[Instruction]
The listing below should be written out exactly; please include all of it.

'''

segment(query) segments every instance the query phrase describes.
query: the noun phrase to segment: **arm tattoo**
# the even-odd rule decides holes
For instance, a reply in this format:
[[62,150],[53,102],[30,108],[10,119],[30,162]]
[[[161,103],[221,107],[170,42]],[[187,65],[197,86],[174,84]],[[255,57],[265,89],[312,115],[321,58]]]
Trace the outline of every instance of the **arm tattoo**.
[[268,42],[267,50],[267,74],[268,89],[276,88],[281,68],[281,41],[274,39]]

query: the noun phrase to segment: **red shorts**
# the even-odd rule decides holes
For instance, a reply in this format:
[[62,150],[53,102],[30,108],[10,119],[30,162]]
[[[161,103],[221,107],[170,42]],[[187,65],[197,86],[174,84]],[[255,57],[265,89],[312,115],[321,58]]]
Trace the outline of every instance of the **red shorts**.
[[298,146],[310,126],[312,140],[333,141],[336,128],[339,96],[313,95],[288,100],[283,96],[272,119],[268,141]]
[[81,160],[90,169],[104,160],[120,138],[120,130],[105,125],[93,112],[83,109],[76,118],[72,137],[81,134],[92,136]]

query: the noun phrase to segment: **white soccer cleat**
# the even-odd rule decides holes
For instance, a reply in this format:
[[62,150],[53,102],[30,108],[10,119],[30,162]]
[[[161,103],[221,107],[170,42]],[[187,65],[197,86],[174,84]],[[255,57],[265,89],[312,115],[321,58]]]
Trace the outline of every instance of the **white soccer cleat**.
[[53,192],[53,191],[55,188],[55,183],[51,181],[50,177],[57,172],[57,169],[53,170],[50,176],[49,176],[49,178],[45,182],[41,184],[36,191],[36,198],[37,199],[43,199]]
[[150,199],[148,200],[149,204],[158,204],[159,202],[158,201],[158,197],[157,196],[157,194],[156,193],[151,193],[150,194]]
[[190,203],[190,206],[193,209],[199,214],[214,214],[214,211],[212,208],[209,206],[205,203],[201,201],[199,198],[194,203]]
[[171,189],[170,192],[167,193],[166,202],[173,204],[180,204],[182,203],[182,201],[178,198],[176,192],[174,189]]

'''

[Result of the task]
segment(query) segments every instance the query phrase describes.
query: the noun phrase to segment: **arm tattoo**
# the even-odd rule decides holes
For instance, a reply in this format:
[[62,150],[53,102],[30,108],[10,119],[30,162]]
[[[161,103],[221,107],[170,42]],[[187,65],[197,86],[174,84]],[[255,57],[265,89],[312,115],[321,58]]]
Trace the outline of every instance of the **arm tattoo**.
[[268,42],[267,50],[267,74],[268,89],[276,88],[281,68],[281,41],[274,39]]

query: the noun phrase to segment: **red shorts**
# the even-odd rule decides holes
For instance, a reply in this format:
[[62,150],[53,102],[30,108],[10,119],[30,162]]
[[[161,103],[221,107],[170,42]],[[187,65],[197,86],[174,84]],[[255,57],[265,89],[312,115],[321,58]]]
Trace the outline of every instance of the **red shorts**.
[[298,146],[310,126],[312,140],[333,141],[336,128],[339,96],[313,95],[288,100],[283,96],[272,119],[268,141]]
[[81,160],[90,169],[104,160],[120,138],[120,130],[105,125],[93,112],[83,109],[76,118],[72,137],[81,134],[92,136]]

query: the noun phrase to segment: **white soccer cleat**
# the even-odd rule decides holes
For instance, a reply in this format:
[[62,150],[53,102],[30,108],[10,119],[30,162]]
[[[161,103],[221,107],[170,42]],[[187,65],[197,86],[174,84]],[[255,57],[265,89],[312,115],[321,58]]]
Trace the outline of every instance of the **white soccer cleat**.
[[53,192],[53,191],[55,188],[55,183],[51,181],[50,177],[57,172],[57,169],[53,170],[50,176],[49,176],[49,178],[45,182],[41,184],[36,191],[36,198],[37,199],[43,199]]
[[150,199],[148,200],[149,204],[158,204],[159,202],[158,201],[158,197],[157,196],[157,194],[156,193],[151,193],[150,194]]
[[190,203],[190,206],[193,209],[199,214],[214,214],[214,211],[212,208],[209,206],[205,203],[201,201],[199,198],[194,203]]
[[171,189],[170,192],[167,193],[166,202],[173,204],[180,204],[182,203],[182,201],[178,198],[176,192],[174,189]]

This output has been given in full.